--- TASK BRIEF ---
Output only the lines below from the one containing "positive clicks: (579, 331)" to the one containing "196L585 193L582 67L506", exactly as written, both ends kept.

--- DATA ---
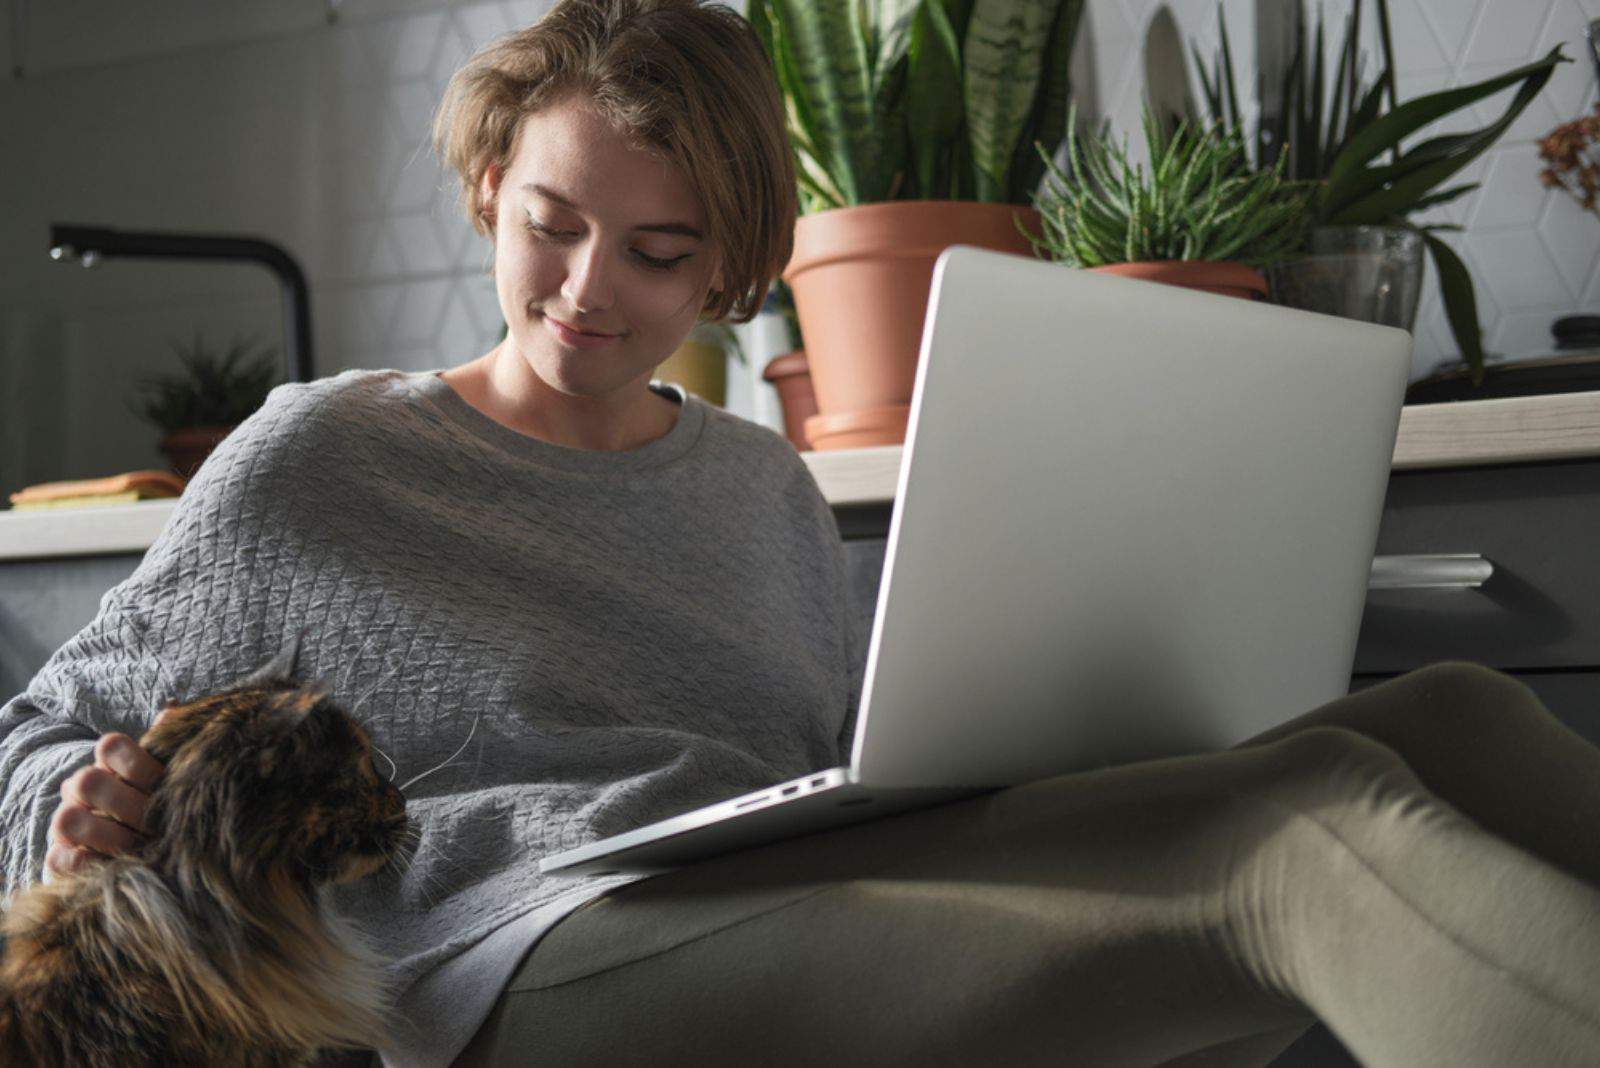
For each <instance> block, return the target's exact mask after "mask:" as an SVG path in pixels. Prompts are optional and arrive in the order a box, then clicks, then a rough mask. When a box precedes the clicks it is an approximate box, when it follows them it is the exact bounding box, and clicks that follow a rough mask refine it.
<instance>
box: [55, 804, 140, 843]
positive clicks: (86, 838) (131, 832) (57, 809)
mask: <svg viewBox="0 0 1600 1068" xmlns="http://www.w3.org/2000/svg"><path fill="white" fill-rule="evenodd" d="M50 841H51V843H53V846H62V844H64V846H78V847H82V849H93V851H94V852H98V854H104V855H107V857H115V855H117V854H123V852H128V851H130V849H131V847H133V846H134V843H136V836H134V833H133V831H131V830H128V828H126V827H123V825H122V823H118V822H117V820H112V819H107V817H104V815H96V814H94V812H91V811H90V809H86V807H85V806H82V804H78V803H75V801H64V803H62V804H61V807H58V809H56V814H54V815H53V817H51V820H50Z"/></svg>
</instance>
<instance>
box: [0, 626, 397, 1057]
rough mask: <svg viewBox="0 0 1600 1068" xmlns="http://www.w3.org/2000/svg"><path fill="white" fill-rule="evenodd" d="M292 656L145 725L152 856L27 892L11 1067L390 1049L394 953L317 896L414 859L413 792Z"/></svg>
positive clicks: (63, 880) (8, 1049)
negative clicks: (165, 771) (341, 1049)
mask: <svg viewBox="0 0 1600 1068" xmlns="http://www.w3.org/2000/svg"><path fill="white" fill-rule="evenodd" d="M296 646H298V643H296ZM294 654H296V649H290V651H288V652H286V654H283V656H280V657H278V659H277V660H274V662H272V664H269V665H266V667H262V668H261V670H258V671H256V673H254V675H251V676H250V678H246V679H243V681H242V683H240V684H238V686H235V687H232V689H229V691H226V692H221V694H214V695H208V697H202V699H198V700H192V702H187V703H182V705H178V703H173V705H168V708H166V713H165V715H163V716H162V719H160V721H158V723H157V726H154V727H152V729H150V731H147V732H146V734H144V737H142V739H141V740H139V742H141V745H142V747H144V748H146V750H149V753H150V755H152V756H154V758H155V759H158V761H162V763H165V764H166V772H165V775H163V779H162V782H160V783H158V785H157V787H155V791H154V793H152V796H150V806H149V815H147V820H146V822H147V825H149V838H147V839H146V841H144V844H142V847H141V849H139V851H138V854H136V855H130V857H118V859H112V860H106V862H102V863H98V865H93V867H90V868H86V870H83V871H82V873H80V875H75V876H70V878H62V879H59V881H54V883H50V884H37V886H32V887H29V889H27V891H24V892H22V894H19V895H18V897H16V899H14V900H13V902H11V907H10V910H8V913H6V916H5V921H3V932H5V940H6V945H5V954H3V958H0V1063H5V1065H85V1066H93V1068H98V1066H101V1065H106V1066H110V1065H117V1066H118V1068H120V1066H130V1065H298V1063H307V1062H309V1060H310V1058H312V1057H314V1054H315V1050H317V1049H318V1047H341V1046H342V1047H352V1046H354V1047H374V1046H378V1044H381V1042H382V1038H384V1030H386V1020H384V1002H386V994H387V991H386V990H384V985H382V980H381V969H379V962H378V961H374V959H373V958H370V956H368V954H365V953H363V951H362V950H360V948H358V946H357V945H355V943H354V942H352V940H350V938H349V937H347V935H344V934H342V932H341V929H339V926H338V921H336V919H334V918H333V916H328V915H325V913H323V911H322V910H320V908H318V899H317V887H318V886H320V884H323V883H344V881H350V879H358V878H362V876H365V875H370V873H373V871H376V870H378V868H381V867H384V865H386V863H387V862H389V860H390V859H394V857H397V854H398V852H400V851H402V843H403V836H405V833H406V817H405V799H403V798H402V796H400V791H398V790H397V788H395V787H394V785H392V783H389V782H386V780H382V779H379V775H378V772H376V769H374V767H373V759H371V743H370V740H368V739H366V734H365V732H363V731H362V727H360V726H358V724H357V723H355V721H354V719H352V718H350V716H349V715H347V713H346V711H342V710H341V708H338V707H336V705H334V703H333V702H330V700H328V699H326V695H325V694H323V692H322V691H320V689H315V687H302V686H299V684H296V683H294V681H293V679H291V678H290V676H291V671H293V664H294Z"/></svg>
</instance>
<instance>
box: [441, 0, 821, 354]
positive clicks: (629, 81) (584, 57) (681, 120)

==

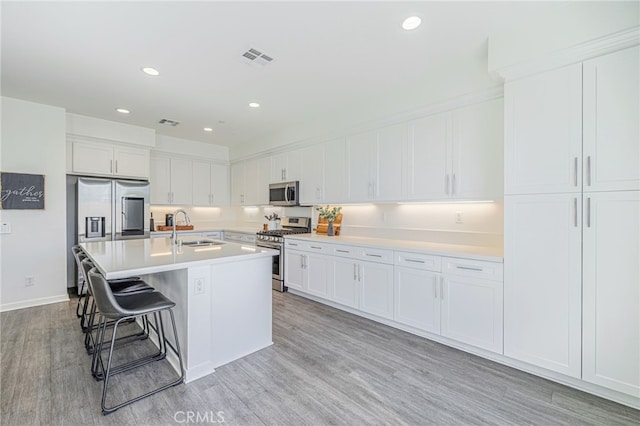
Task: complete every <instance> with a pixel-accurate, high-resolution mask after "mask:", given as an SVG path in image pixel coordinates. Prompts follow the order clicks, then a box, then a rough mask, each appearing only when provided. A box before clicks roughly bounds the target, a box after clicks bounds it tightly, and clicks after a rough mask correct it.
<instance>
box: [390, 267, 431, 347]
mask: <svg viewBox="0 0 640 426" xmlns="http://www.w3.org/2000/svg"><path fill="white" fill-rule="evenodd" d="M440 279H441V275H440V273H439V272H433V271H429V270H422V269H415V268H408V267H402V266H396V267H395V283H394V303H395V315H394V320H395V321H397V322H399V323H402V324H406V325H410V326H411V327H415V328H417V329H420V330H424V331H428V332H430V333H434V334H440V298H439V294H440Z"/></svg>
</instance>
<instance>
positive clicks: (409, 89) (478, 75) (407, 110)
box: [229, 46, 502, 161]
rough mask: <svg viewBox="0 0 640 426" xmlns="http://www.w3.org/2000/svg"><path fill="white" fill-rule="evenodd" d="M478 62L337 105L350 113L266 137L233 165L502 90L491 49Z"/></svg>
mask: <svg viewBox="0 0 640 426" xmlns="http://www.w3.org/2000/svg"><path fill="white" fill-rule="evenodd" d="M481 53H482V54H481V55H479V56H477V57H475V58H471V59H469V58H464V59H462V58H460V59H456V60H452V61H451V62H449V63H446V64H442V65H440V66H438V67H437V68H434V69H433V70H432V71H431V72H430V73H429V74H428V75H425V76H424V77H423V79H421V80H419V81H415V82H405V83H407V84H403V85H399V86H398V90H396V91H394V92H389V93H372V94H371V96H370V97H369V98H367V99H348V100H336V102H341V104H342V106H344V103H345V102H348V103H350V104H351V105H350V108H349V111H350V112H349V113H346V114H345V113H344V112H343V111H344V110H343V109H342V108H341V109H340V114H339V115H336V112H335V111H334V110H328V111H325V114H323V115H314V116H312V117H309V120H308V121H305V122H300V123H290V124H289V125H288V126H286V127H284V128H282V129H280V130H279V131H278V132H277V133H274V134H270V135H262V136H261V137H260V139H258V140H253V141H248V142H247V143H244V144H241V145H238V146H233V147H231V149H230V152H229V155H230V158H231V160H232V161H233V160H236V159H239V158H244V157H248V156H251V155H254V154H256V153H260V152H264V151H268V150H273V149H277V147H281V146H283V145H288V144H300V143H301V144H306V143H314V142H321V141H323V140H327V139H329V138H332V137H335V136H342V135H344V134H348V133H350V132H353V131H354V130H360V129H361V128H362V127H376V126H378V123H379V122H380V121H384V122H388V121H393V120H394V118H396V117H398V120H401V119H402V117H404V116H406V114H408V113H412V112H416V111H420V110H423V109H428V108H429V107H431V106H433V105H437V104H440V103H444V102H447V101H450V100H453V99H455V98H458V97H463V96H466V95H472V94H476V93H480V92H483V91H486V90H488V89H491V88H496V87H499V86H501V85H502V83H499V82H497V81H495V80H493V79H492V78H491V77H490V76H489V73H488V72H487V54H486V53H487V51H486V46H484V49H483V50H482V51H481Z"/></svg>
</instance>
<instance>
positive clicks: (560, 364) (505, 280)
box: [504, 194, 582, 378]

==

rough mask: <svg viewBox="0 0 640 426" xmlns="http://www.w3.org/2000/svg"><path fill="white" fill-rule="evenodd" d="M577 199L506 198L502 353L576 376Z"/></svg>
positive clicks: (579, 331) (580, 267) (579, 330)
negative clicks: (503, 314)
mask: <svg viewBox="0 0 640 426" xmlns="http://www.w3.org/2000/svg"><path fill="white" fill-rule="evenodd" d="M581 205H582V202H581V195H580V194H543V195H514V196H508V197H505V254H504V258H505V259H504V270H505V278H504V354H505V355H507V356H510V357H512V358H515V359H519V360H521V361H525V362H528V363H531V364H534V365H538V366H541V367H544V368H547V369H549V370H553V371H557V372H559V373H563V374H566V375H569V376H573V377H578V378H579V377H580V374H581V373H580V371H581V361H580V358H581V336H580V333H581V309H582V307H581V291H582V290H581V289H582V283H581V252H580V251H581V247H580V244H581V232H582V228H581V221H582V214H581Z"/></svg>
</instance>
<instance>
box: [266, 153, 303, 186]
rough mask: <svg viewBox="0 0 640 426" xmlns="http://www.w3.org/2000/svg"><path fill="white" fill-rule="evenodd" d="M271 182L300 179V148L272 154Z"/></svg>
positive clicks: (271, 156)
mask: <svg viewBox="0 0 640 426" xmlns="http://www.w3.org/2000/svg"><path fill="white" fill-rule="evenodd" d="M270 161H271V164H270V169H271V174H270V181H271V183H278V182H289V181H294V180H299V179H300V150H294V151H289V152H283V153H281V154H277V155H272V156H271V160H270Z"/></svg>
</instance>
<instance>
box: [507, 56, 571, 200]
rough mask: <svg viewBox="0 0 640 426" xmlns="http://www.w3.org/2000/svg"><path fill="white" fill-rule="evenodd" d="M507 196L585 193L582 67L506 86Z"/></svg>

--- RESPONSE ---
positive clicks: (579, 331) (580, 267) (579, 330)
negative clicks: (503, 314)
mask: <svg viewBox="0 0 640 426" xmlns="http://www.w3.org/2000/svg"><path fill="white" fill-rule="evenodd" d="M581 205H582V202H581V195H580V194H543V195H514V196H508V197H505V254H504V258H505V259H504V270H505V278H504V354H505V355H507V356H510V357H512V358H515V359H519V360H521V361H525V362H528V363H531V364H534V365H538V366H541V367H544V368H547V369H549V370H553V371H557V372H559V373H563V374H566V375H569V376H573V377H578V378H579V377H580V374H581V373H580V371H581V361H580V358H581V336H580V333H581V309H582V307H581V291H582V290H581V289H582V283H581V252H580V251H581V247H580V244H581V232H582V228H581V221H582V214H581Z"/></svg>
</instance>
<instance>
box: [266, 153, 303, 186]
rough mask: <svg viewBox="0 0 640 426" xmlns="http://www.w3.org/2000/svg"><path fill="white" fill-rule="evenodd" d="M271 182L300 179V148L272 154Z"/></svg>
positive clicks: (271, 156)
mask: <svg viewBox="0 0 640 426" xmlns="http://www.w3.org/2000/svg"><path fill="white" fill-rule="evenodd" d="M270 161H271V164H270V169H271V174H270V181H271V183H278V182H289V181H294V180H299V179H300V150H294V151H289V152H283V153H281V154H277V155H272V156H271V160H270Z"/></svg>
</instance>
<instance>
box: [507, 56, 571, 200]
rough mask: <svg viewBox="0 0 640 426" xmlns="http://www.w3.org/2000/svg"><path fill="white" fill-rule="evenodd" d="M507 196L585 193L582 67L506 86Z"/></svg>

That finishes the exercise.